I came across an interesting claim on twitter here:

Origen anticipating & contradicting the Arian heresy 10yrs before Arius was born and 80yrs before Nicaea is Fire. “He who was a son according to the flesh came from the seed of David…According to the Spirit, however, he existed first & there was never a time when he was not.” …

It’s from Origen’s commentary on Romans 1, ch.5.

Pamphilus in his Apology (ch. 50) also quotes it in the Greek from Origen’s commentary on Hebrews. (tweet link)

It would be very interesting indeed if Origen explicitly rebutted one of the main claims of Arius a century later, that “there was a time when the Son was not.”  But did he?

There is an online copy of the Commentary on Romans, in preview here (Fathers of the Church 103, p.69, tr. Thomas P. Scheck), so let’s look at it.

5. Concerning his Son.83 He who was a son according to the flesh came indeed from the seed of David. Undoubtedly, he became that which previously was not, according to the flesh. According to the Spirit, however, he existed first, and there was never a time when he was not.84 It should be noted that [M849] he did not say, “who has been predestined Son of God…

83. Rom 1.3.
84. This formulation also occurs in Fr. in Heb 1.8 (= von Balthasar, Origen: Spirit and Fire, p. 77). The Greek formula is attributed to Origen by Pamphilus, Apology 1.3. Arius, whose teaching was condemned by the Council of Nicaea, 325, became infamous for his slogan, ἦν ποτε ὄτε οὐκ ἦν, “There was a time when he was not,” referring to the time before the Son was created. Origen’s expression clearly anticipates the Nicene and Athanasian definitions. Cf. Bigg, Christian Platonists, p. 167, “There is no shadow of a doubt that for Origen the Son is co-eternal and co-equal with the Father.” Cf. 10.8.5; 1.1.2; 1.2.9; 4.4.1.
85. Rom 1.4.

This is indeed what the text says.  The problem is that this portion of Origen’s Commentary on Romans does not exist in the original Greek, written before 250 AD.  It has reached us in Rufinus’ Latin translation, written around 400.  Rufinus was accused of attempting to rehabilitate Origen by mistranslation.  It is entirely possible that Rufinus introduced this phrasing, therefore (although I believe that these days the accusations against Rufinus are generally discounted).

Requirements:
a) Answer these questions from the page excerpt on Origen:
(i) Who translated the online copy of the Commentary on Romans?
(ii) In what year did the Council of Nicaea condemn Arius's teaching?
(iii) In what language has this portion of Origen's Commentary on Romans reached us?
b) Duplicate the records from the line that contains "cloud in this photo." down to the line that contains "light pole in this photo.", including both of those lines.
The two blocks of records were drawn from separate sources.

Records to process:

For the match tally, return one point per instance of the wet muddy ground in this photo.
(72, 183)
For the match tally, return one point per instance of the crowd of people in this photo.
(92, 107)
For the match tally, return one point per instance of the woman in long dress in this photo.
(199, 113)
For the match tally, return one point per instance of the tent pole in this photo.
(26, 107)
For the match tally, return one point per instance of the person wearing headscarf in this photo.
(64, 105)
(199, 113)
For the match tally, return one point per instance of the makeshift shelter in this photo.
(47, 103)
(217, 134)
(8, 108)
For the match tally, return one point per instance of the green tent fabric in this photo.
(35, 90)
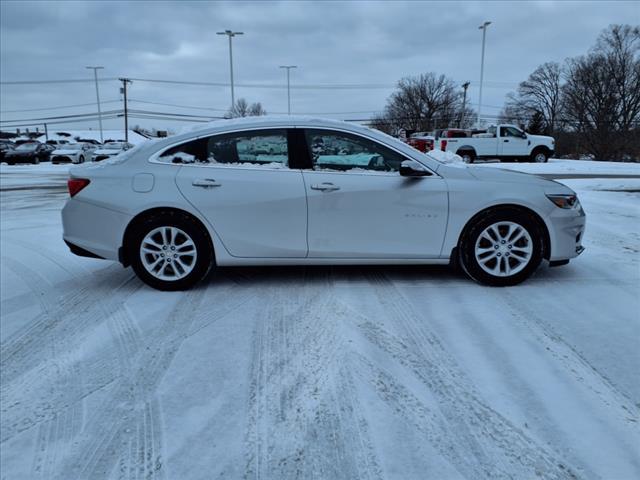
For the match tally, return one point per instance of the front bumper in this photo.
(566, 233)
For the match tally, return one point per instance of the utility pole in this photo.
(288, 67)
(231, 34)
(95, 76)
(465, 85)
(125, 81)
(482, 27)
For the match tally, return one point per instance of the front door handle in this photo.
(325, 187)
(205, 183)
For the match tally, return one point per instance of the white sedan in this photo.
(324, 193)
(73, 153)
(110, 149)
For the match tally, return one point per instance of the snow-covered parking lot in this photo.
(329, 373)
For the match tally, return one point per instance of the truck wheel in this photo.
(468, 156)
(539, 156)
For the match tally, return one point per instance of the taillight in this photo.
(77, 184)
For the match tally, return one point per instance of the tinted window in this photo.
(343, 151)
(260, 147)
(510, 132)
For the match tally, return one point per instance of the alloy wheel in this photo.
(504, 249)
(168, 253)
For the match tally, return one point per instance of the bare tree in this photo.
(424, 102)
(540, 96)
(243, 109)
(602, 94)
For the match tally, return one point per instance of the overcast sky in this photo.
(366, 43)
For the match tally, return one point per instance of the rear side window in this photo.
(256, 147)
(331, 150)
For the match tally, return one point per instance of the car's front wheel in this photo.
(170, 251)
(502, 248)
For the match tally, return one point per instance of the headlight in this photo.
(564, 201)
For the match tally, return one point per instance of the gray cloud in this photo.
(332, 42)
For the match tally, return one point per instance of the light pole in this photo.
==
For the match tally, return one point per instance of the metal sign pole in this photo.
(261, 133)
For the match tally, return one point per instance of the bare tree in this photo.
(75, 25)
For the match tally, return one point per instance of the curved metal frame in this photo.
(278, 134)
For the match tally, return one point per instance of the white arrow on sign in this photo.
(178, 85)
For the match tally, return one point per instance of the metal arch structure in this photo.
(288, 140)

Results for the exercise:
a)
(i) Thomas P. Scheck
(ii) 325
(iii) Latin

b)
For the match tally, return one point per instance of the gray cloud in this photo.
(332, 42)
For the match tally, return one point per instance of the light pole in this photo.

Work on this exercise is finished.